Aim of the exercise:
Print every line of the data below word for word, without changing anything.

Collected data entries

╭──

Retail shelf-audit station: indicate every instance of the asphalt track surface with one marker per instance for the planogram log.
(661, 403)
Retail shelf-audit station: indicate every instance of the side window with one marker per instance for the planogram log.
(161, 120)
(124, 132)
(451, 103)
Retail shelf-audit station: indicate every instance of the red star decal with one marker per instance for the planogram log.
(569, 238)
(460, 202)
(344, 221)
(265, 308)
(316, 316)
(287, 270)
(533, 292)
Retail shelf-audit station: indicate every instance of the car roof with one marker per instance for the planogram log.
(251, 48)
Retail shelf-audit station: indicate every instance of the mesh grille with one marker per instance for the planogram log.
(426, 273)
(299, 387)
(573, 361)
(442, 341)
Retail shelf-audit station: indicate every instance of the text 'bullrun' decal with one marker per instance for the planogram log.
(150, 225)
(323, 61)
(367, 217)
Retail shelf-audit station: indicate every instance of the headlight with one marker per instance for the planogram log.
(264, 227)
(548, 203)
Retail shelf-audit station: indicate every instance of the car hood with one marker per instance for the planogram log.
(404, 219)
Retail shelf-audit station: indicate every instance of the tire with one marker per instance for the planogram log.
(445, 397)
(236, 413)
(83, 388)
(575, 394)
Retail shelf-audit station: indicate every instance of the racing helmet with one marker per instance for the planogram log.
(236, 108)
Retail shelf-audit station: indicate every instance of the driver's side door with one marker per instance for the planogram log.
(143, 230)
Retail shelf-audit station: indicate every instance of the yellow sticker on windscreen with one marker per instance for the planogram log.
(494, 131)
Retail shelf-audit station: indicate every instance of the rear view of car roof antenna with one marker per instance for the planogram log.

╰──

Response for this exercise:
Retail shelf-audit station: indicate every instance of the asphalt track surface with one marker per instance for the planogram log.
(661, 403)
Retail shelf-audit station: indicate every instance of the side window with one marker per instance for the planogram log.
(161, 120)
(124, 132)
(451, 103)
Retail shelf-audit station: indicate every instance of the red star decal with one marker per instance for the planogram log.
(569, 238)
(460, 202)
(344, 221)
(265, 308)
(316, 316)
(287, 270)
(533, 292)
Retail shelf-audit station: indicate every instance of the car roof with one marker per instance for the planogram log.
(251, 48)
Retail shelf-audit station: indicate every instance of the mesh grille with one marker per instance for the planogram log.
(426, 273)
(299, 387)
(573, 361)
(442, 341)
Retail shelf-audit station: indicate every instance of the text 'bullrun' decal with one marker per instance for the planogram log.
(150, 225)
(323, 61)
(367, 217)
Retail shelf-audit station: indicate every instance of the headlight with one marker per instance for the planogram log.
(264, 227)
(548, 203)
Retail shelf-audit station: indicate every instance of the car hood with one marker per instance for the planogram log.
(404, 219)
Retail shelf-audit station: indicate every instance of the tire with one marker per instance for the planogram log.
(445, 397)
(236, 413)
(83, 388)
(575, 394)
Retail shelf-audit station: indicate every instance of the racing helmet with one marker per instance for the planogram log.
(236, 108)
Retail shelf-audit station: indicate every instance of the driver's side door with one marker per instance for the planogram log.
(143, 230)
Retail shelf-audit station: indicate every instance of the yellow sticker on windscreen with one marker per instance for the planogram log.
(494, 131)
Retail shelf-audit station: indicate every instance of the rear view of car roof antenna with one marker per instance for the planogram log.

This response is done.